◆ **TASK BRIEF**: Render the entries as a Markdown table with two columns, Row for the row number and Line for the line itself, omitting blank lines. Begin at the line containing "Detect sky. Return" and stop after the line containing "[0, 0, 440, 293]".

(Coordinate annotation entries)

┄┄┄┄┄┄┄┄┄┄┄┄┄┄┄┄┄┄┄┄

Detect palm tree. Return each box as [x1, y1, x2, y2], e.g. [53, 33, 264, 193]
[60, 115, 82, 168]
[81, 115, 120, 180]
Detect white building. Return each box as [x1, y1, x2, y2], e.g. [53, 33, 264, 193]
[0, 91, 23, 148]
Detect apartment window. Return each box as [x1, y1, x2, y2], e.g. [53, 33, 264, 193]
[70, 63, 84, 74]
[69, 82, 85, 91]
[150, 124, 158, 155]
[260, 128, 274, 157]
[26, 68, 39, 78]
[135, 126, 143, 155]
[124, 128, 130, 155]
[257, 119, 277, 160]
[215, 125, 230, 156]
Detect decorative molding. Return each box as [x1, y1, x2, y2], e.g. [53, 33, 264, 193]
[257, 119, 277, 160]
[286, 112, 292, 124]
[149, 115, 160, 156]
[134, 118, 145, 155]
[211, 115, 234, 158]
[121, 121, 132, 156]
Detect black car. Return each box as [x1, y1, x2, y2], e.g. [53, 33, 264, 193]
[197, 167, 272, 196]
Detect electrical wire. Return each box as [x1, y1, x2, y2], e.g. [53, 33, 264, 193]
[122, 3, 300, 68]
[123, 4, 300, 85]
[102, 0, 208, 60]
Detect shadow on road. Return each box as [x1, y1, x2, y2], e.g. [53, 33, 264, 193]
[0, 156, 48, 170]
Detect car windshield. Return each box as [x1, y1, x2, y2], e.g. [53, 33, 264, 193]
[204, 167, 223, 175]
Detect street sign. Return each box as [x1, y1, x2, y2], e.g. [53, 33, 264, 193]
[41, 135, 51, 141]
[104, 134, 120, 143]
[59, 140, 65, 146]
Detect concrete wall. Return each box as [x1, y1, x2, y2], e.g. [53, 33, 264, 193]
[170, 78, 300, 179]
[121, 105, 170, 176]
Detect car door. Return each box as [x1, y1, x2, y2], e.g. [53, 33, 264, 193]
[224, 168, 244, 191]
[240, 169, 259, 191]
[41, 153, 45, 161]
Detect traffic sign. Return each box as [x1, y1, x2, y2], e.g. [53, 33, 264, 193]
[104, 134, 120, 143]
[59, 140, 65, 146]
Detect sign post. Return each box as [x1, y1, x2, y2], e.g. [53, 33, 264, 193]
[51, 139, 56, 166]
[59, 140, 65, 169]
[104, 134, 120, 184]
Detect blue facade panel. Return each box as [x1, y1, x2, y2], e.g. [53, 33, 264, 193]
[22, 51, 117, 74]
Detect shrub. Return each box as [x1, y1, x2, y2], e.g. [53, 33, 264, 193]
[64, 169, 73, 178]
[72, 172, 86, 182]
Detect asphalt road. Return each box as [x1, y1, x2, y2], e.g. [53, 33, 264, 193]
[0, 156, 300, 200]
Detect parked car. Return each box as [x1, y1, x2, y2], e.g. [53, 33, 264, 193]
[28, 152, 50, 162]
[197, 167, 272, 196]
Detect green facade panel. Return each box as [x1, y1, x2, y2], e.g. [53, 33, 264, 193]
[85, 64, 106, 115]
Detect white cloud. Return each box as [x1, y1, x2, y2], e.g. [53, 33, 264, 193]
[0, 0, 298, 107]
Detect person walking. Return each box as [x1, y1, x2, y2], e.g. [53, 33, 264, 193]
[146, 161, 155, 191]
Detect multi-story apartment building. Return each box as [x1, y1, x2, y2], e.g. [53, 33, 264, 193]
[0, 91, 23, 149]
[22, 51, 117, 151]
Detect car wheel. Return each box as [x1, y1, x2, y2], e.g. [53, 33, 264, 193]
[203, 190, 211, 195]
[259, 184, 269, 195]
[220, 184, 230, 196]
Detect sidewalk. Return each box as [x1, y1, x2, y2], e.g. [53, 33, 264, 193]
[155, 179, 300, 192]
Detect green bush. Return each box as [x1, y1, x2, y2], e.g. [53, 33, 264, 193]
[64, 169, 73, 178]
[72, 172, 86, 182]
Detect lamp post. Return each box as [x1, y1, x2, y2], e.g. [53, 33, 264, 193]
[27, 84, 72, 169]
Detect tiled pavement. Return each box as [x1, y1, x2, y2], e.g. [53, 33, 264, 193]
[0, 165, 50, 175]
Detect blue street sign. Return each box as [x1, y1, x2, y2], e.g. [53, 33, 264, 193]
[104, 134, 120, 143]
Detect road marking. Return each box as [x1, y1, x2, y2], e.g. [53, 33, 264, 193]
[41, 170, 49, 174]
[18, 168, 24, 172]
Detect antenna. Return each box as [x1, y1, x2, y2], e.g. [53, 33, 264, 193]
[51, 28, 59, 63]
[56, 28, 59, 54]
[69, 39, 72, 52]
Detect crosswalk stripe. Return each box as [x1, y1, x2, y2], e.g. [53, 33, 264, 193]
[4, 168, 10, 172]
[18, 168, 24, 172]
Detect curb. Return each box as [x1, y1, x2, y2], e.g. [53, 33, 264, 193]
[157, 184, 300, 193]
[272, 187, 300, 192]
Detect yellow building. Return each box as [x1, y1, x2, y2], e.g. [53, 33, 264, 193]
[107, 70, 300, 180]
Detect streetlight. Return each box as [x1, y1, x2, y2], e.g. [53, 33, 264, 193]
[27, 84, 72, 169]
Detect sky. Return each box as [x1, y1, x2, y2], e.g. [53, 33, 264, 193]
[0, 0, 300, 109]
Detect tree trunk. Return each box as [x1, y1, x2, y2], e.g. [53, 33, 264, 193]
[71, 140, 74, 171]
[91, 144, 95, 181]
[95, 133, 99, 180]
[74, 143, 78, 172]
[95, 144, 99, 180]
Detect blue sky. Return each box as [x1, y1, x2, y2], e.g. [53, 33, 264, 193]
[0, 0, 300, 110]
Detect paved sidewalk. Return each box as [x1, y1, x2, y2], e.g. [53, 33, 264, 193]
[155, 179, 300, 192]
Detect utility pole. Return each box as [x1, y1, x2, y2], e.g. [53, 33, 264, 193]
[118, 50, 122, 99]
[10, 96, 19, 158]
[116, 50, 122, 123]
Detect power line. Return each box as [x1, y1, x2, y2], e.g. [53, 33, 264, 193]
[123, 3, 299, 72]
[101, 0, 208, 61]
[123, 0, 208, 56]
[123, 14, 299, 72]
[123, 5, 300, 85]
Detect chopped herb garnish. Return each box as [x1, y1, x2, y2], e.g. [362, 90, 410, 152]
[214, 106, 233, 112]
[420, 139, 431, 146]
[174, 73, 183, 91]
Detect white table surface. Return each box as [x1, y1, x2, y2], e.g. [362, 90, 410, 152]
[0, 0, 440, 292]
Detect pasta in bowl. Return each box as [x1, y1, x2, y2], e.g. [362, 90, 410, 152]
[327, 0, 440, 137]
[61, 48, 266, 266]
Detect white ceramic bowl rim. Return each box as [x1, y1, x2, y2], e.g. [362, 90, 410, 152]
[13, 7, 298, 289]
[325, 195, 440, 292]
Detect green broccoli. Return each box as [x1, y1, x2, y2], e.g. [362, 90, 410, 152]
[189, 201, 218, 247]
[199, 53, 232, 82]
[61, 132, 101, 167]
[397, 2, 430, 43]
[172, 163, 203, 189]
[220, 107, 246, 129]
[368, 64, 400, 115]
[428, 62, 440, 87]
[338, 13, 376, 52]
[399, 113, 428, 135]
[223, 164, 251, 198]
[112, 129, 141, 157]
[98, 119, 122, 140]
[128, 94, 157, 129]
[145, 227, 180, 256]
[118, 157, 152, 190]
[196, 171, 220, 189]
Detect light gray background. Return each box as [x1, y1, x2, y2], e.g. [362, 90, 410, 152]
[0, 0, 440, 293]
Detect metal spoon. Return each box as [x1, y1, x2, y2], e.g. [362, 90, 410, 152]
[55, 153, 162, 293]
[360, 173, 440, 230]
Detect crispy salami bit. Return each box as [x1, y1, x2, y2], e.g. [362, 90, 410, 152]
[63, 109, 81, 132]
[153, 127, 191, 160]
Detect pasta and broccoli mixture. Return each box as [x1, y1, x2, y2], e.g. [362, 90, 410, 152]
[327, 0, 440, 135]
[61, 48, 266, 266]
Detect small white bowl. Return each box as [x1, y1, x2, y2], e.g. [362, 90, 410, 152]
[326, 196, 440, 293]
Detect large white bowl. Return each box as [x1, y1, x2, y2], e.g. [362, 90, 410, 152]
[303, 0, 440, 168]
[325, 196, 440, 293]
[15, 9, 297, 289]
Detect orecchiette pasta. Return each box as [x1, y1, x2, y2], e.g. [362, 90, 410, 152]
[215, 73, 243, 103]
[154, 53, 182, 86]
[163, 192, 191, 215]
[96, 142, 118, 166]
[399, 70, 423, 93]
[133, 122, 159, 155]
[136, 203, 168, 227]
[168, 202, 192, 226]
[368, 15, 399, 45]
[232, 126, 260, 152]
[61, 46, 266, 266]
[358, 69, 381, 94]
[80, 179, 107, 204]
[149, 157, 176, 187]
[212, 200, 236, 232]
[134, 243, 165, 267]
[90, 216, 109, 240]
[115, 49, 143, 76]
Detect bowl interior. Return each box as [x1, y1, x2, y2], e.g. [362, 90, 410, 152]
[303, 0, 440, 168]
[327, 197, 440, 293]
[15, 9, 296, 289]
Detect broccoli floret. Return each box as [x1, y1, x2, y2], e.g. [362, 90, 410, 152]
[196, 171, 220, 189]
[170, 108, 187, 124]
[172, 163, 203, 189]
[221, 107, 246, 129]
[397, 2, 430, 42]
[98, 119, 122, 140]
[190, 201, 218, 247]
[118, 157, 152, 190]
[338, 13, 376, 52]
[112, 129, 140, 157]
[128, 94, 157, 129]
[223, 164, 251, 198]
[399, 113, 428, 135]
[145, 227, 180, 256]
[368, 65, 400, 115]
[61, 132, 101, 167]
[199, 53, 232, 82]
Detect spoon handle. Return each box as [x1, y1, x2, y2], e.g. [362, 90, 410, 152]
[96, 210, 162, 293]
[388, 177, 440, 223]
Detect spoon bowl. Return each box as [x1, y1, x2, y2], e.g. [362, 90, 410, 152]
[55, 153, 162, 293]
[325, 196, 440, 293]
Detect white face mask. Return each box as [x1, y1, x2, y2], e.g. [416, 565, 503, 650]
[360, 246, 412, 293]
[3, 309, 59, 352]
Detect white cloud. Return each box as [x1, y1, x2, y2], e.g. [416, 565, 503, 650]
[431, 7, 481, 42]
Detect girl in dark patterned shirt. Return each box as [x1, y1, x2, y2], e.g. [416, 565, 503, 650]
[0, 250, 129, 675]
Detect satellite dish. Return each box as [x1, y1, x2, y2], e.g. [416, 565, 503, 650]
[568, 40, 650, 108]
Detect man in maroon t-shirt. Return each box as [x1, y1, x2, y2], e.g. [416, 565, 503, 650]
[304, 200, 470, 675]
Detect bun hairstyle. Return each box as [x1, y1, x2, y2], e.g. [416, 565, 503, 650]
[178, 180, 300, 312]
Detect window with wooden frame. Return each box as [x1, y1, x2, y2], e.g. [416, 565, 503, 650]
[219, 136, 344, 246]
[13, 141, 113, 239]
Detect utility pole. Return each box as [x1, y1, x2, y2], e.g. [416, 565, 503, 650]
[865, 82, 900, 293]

┄┄┄┄┄┄┄┄┄┄┄┄┄┄┄┄┄┄┄┄

◆ **SOLUTION BELOW**:
| Row | Line |
|---|---|
| 1 | Detect sky. Return each box as [x1, y1, x2, y2], e.g. [53, 33, 264, 193] |
| 2 | [0, 0, 300, 109] |
| 3 | Detect tree trunk. Return each box as [x1, y1, x2, y2], e.g. [53, 33, 264, 193] |
| 4 | [71, 140, 74, 171] |
| 5 | [91, 144, 95, 181] |
| 6 | [95, 133, 99, 180] |
| 7 | [74, 143, 78, 172] |
| 8 | [95, 144, 99, 180] |
| 9 | Detect blue sky. Return each box as [x1, y1, x2, y2], e.g. [53, 33, 264, 193] |
| 10 | [0, 0, 300, 110] |
| 11 | Detect paved sidewalk. Return each box as [x1, y1, x2, y2], e.g. [53, 33, 264, 193] |
| 12 | [155, 179, 300, 192] |
| 13 | Detect utility pole. Return each box as [x1, y1, x2, y2], e.g. [53, 33, 264, 193] |
| 14 | [118, 50, 122, 99] |
| 15 | [10, 96, 19, 158] |
| 16 | [116, 50, 122, 123] |
| 17 | Detect power line. Return each box as [x1, y1, x2, y2], e.g. [53, 33, 264, 193] |
| 18 | [123, 3, 299, 72] |
| 19 | [101, 0, 208, 61] |
| 20 | [123, 0, 208, 56] |
| 21 | [123, 14, 299, 72] |
| 22 | [123, 5, 300, 85] |
| 23 | Detect chopped herb garnish. Return each box as [x1, y1, x2, y2], e.g. [362, 90, 410, 152] |
| 24 | [214, 106, 233, 112] |
| 25 | [420, 139, 431, 146] |
| 26 | [174, 73, 183, 91] |
| 27 | Detect white table surface. Return each box as [x1, y1, x2, y2], e.g. [362, 90, 410, 152] |
| 28 | [0, 0, 440, 292] |
| 29 | Detect pasta in bowl. Return each box as [x1, y1, x2, y2], e.g. [362, 90, 410, 152] |
| 30 | [327, 0, 440, 137] |
| 31 | [61, 48, 266, 266] |
| 32 | Detect white ceramic bowl rim. Return each box as [x1, y1, x2, y2], e.g. [362, 90, 410, 152] |
| 33 | [13, 7, 298, 289] |
| 34 | [325, 195, 440, 292] |
| 35 | Detect green broccoli. Return each box as [x1, y1, x2, y2], e.g. [362, 90, 410, 152] |
| 36 | [189, 201, 218, 247] |
| 37 | [199, 53, 232, 82] |
| 38 | [61, 132, 101, 167] |
| 39 | [397, 2, 430, 43] |
| 40 | [172, 163, 203, 189] |
| 41 | [220, 107, 246, 129] |
| 42 | [368, 64, 400, 115] |
| 43 | [428, 62, 440, 87] |
| 44 | [338, 13, 376, 52] |
| 45 | [399, 113, 428, 135] |
| 46 | [223, 164, 251, 198] |
| 47 | [112, 129, 141, 157] |
| 48 | [98, 119, 122, 140] |
| 49 | [128, 94, 157, 129] |
| 50 | [145, 227, 180, 256] |
| 51 | [118, 157, 152, 190] |
| 52 | [196, 171, 220, 189] |
| 53 | Detect light gray background. Return each box as [x1, y1, x2, y2], e.g. [362, 90, 410, 152] |
| 54 | [0, 0, 440, 293] |